Find each line below that contains the string "green" and copy those lines out. Matching is case-sensitive.

Region annotation entries:
☆ ☆ ☆ ☆ ☆ ☆ ☆
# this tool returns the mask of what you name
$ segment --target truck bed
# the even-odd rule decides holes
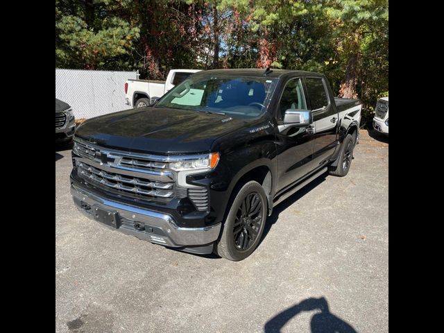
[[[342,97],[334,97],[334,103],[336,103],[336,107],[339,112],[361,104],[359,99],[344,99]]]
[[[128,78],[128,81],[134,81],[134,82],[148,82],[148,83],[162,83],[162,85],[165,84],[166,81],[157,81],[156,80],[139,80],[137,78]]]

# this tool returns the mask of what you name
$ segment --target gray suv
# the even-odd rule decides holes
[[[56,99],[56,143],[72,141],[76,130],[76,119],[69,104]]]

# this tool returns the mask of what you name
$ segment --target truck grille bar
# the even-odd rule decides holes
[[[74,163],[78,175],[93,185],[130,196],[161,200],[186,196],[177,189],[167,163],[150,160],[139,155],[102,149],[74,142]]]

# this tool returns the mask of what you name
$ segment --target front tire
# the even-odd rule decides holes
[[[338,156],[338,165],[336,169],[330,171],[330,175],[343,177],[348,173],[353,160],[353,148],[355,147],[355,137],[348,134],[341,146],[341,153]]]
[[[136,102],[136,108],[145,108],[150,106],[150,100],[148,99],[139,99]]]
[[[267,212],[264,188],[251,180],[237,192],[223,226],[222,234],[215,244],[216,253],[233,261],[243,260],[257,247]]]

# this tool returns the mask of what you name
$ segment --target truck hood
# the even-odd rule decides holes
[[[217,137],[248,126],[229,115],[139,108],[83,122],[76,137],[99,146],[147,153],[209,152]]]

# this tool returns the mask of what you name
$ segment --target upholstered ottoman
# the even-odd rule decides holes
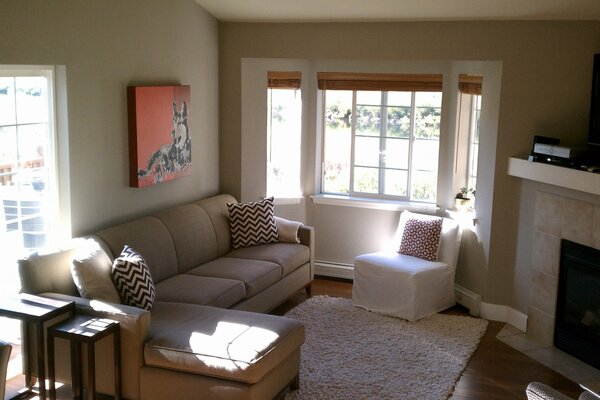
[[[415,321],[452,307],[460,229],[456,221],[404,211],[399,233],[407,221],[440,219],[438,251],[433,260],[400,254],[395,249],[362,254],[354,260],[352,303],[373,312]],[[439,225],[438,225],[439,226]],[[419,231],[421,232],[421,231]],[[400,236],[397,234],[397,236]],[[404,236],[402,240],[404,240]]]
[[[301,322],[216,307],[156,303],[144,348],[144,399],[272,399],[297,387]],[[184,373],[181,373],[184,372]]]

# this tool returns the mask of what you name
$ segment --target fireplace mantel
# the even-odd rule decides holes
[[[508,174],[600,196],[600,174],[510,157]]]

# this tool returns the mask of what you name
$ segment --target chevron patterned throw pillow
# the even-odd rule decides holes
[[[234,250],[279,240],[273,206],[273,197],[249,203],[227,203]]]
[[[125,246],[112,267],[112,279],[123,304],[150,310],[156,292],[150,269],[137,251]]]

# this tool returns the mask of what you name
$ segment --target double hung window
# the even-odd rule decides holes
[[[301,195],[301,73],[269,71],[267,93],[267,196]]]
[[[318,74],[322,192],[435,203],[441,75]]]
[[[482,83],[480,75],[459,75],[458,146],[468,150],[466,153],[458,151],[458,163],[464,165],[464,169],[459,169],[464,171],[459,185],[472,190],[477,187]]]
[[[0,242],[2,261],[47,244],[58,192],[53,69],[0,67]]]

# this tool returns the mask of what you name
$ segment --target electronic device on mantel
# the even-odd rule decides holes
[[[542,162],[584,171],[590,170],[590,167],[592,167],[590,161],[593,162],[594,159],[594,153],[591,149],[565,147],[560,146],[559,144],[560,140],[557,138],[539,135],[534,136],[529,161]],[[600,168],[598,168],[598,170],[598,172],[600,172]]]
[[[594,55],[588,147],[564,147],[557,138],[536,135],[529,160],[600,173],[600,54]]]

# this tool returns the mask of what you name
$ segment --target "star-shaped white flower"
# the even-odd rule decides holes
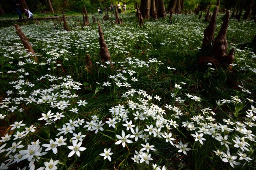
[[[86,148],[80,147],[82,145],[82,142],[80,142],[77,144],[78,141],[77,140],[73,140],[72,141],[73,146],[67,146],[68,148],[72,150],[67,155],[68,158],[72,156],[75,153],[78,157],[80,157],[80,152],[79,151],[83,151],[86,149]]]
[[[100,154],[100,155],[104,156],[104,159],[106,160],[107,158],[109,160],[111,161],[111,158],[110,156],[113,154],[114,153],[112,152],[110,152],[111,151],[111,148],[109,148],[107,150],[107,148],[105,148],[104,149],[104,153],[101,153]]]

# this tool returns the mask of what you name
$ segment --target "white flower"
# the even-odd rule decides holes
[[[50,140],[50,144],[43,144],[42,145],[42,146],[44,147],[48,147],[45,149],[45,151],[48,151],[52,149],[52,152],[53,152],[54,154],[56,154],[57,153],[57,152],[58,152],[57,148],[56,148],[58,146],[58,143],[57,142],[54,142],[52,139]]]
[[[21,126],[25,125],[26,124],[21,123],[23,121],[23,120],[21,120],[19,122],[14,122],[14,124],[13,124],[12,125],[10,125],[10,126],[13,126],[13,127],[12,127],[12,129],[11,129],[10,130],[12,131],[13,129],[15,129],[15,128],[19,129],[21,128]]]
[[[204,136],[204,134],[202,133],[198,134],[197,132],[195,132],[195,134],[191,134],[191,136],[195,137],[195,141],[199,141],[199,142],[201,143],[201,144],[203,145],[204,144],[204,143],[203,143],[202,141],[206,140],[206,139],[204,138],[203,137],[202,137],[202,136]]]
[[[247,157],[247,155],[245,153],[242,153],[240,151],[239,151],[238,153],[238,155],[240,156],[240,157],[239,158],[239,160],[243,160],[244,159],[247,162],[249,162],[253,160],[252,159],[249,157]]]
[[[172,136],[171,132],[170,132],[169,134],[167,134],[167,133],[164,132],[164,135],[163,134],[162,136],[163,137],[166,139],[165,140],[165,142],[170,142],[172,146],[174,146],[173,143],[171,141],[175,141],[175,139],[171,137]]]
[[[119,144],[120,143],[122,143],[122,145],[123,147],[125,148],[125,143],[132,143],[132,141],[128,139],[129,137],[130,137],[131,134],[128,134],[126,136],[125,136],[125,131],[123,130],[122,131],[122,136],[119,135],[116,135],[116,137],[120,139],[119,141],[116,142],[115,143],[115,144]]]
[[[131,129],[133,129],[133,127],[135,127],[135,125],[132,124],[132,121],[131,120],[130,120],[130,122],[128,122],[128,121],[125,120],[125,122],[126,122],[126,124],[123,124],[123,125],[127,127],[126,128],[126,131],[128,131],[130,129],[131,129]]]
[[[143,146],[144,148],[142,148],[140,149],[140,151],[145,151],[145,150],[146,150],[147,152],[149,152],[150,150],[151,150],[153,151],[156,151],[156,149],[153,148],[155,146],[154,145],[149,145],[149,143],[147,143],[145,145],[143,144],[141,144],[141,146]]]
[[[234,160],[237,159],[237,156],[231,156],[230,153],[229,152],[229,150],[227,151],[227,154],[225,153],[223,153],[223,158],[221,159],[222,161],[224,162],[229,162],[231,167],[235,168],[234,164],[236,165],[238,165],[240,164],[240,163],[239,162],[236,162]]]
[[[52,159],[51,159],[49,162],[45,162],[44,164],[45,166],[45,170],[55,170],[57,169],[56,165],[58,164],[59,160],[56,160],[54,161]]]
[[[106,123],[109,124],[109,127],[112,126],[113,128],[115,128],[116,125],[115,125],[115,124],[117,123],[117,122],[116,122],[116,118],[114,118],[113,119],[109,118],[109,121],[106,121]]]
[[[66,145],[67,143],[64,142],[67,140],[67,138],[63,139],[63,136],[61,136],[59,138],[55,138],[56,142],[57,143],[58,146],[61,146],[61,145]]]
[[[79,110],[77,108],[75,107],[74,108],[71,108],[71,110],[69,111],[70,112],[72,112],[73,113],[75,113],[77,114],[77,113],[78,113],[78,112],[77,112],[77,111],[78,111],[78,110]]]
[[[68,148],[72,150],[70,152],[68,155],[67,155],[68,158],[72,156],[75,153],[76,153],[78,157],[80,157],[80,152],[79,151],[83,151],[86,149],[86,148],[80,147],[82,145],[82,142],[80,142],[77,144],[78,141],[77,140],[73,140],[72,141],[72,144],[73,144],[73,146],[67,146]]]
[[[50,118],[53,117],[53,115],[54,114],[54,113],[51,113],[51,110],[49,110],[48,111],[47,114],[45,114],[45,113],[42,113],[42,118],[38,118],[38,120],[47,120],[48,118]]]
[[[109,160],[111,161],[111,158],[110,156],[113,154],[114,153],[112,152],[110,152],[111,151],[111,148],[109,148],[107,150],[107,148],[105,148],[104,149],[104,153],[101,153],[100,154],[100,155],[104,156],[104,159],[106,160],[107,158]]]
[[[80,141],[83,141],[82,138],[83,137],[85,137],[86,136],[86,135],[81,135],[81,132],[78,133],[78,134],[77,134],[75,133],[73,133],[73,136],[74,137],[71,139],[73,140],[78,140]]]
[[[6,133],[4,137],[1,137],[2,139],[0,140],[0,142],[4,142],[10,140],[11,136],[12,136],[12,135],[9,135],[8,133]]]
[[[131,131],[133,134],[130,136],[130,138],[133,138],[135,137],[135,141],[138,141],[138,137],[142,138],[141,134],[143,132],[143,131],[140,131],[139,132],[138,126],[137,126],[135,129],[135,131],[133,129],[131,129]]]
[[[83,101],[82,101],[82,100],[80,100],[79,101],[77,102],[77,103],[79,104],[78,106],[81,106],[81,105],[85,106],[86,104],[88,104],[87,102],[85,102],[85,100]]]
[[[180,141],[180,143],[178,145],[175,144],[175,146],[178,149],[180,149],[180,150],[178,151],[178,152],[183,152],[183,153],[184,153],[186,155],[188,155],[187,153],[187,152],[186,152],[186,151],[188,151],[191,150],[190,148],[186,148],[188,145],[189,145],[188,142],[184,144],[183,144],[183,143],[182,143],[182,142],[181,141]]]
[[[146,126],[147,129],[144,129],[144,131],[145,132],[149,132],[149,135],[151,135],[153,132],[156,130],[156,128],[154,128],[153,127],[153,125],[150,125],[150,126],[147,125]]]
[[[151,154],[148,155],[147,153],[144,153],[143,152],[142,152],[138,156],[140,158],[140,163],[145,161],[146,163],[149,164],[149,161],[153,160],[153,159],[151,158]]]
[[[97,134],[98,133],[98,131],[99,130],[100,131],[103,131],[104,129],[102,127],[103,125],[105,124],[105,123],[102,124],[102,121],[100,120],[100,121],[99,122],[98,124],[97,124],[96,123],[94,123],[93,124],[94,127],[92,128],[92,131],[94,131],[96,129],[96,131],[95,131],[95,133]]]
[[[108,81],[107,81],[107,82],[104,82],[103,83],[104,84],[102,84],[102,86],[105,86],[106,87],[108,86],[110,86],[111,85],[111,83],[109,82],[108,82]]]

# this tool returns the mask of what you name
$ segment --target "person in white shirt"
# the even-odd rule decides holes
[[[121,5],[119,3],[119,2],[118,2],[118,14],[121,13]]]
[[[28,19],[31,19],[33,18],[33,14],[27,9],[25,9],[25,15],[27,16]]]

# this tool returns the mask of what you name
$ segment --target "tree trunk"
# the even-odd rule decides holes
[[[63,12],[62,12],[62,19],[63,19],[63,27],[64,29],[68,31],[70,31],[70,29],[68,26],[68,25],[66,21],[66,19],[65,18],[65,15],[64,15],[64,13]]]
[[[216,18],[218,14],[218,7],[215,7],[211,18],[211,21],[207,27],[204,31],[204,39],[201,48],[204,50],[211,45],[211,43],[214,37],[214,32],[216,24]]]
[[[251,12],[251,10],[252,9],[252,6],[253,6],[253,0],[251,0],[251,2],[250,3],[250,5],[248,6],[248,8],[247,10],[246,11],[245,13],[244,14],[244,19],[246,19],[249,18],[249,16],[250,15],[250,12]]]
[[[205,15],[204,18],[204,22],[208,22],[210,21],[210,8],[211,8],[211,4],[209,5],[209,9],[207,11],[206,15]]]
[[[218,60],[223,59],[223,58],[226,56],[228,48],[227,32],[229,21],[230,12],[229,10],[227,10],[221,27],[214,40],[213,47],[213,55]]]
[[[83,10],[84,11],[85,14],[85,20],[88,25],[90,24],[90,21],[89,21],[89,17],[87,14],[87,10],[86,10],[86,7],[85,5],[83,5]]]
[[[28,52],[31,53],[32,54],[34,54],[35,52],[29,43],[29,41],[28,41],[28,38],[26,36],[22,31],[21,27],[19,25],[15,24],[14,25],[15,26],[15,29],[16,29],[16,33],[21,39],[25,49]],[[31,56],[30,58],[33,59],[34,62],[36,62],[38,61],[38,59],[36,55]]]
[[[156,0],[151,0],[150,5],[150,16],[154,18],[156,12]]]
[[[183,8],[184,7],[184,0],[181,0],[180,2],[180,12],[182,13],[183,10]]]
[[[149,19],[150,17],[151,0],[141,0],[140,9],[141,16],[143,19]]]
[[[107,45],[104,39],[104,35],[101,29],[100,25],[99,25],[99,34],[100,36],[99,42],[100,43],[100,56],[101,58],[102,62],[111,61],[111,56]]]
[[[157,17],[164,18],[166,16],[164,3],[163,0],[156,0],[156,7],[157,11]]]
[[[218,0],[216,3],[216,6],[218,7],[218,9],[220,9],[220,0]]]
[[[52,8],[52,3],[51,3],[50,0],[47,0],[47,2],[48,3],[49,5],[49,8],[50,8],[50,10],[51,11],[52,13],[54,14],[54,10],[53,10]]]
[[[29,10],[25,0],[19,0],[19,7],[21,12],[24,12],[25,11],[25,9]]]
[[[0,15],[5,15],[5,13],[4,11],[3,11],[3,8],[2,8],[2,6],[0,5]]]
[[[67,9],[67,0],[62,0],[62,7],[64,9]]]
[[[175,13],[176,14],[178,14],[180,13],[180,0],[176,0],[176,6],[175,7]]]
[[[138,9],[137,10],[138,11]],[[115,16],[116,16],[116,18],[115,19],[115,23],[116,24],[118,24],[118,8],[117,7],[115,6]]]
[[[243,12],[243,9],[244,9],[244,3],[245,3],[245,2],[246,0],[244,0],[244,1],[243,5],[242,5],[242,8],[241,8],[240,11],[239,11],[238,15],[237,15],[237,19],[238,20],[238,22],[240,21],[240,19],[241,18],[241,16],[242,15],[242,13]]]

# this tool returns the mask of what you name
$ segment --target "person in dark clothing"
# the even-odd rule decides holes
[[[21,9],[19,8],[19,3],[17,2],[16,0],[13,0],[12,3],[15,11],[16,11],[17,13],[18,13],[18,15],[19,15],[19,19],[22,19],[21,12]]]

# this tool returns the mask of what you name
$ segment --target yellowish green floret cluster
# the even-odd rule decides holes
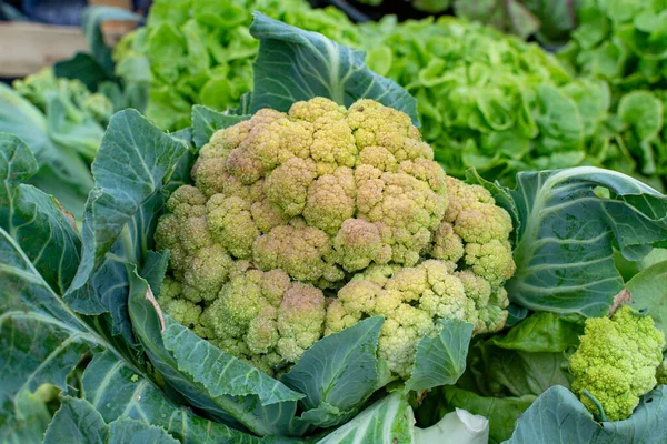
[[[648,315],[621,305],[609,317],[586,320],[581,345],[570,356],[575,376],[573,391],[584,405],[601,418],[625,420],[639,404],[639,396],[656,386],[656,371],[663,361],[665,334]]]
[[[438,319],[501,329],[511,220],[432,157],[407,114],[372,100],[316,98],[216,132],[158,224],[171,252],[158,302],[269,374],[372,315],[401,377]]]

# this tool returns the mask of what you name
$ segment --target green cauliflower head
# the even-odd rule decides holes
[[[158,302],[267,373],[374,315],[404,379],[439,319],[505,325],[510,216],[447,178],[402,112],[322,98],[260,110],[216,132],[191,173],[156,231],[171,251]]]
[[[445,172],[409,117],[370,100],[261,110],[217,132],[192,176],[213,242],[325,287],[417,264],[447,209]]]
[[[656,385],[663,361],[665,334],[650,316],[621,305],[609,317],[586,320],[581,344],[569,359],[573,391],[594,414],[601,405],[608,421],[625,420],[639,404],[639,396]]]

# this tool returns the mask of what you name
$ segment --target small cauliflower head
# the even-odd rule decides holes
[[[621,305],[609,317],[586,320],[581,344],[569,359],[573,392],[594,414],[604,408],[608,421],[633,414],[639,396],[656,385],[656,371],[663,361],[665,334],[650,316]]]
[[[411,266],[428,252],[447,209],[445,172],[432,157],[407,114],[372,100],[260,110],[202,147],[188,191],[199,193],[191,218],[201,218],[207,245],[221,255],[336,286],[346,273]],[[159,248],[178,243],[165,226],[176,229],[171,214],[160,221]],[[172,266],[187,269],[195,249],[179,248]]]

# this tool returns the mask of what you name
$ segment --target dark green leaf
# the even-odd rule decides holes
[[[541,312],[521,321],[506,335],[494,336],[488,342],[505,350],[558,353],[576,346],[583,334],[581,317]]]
☆ ☆ ☆ ☆ ☆ ☆ ☆
## COMPLETED EXERCISE
$ segment --target yellowish green floret cluster
$ segment --target green cauliflower head
$ segment --target dark green leaf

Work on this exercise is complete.